Keluhan sesak disertai edema dapat berasal dari organ paru, jantung, ginjal, serta dari
hati. Dari anamesis didapatkan sesak yang dipengaruhi aktivitas merupakan khas sesak yang
disebabkan oleh organ jantung. Kemudian dilanjutkan dengan dilakukannya pemeriksan fisik
serta pemeriksaan penunjang sehingga dapat dipastikan sesak pada penderita bukan berasal dari
organ paru, ginjal atau pun hati.
Ditinjau dari sudut klinis secara simtomatologis di kenal gambaran klinis berupa gagal
jantung kiri dengan gejala badan lemah, cepat lelah, berdebar, sesak napas dan batuk. serta tanda
objektif berupa takhikardia, dyspnea (dyspnea d’effort, orthopnea, paroxysmal nocturnal
dypsnea, cheyne-stokes respiration), ronkhi basah halus di basal paru, bunyi jantung III, dan
pembesaran jantung. Gagal jantung kanan dengan gejala edema tumit dan tungkai bawah,
hepatomegali, acites, bendungan vena jugularis dan Gagal jantung kongestif merupakan
gabungan dari kedua bentuk klinik gagal jantung kiri dan kanan.

• [INFORMASI YANG DIBERIKAN]:

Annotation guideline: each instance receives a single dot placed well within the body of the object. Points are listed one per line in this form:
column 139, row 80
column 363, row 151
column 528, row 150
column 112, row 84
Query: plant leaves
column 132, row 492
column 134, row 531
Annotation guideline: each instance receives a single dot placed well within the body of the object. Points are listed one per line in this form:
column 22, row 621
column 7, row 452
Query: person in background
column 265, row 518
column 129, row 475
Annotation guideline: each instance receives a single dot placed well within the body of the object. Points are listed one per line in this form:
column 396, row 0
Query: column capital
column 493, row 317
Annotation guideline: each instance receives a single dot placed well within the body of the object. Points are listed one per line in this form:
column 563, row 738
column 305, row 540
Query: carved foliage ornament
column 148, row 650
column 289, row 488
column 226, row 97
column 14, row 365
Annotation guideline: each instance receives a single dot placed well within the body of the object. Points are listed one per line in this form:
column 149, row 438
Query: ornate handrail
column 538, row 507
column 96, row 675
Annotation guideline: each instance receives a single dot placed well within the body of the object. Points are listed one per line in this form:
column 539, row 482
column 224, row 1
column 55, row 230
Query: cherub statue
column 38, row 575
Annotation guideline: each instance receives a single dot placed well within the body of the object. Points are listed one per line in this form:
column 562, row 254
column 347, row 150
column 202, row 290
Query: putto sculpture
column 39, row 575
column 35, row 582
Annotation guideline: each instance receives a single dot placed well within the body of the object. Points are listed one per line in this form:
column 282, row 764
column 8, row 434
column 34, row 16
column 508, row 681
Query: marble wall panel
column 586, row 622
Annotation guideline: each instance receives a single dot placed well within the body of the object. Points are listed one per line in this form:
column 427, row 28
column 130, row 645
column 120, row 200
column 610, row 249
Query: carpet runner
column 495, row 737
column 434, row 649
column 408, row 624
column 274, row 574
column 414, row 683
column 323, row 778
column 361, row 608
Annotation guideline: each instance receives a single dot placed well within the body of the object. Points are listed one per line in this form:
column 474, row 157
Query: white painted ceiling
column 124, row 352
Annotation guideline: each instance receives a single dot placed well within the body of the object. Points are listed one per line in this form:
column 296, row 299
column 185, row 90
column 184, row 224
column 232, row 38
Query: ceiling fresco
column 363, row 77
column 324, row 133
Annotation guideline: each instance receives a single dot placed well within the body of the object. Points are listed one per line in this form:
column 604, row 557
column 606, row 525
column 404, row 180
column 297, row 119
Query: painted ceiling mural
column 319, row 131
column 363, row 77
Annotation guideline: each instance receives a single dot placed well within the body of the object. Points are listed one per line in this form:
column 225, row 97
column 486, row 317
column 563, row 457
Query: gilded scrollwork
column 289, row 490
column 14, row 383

• [TUGAS ANDA]:
Teruskan kutipan halaman mengenai gambaran klinis gagal jantung, dimulai setelah kalimat terakhir yang tercantum.

• [JAWABAN LATIHAN]:
Pada anamnesis dan pemeriksaan fisik ditemukan dyspnea d’effort, orthopnea,
paroxysmal nocturnal dypsnea, ronkhi basah halus di kedua basal paru, hepatomegali,
takhikardia, gejala edema tungkai bawah, bendungan vena jugularis sehingga memenuhi gejala
gagal jantung kongesti.
Berdasarkan klasisfikasi New York Heart Asscociation sebagai 4 kelas (NYHA1-4)
dimana dyspnea dan fatigue sebagai penilaian. Pada kelas 1 tidak ada keluhan, Kelas 2 symptom
muncul pada pekerjaan biasa, Kelas 3 symptom muncul pada pekerjaan ringan serta kelas 4
symptom muncul pada saat istirahat Pada pasien ini tampak terjadi perburukan dari 3 minggu
terakhir sampai 3 hari SMRS terdapat perubahan kelas 1 mulai dari sanggup beraktivitas seperti
biasa, menjadi terbatas dalam bekerja, tidak bekerja sampai dypsnea saat istirahat (kelas 4).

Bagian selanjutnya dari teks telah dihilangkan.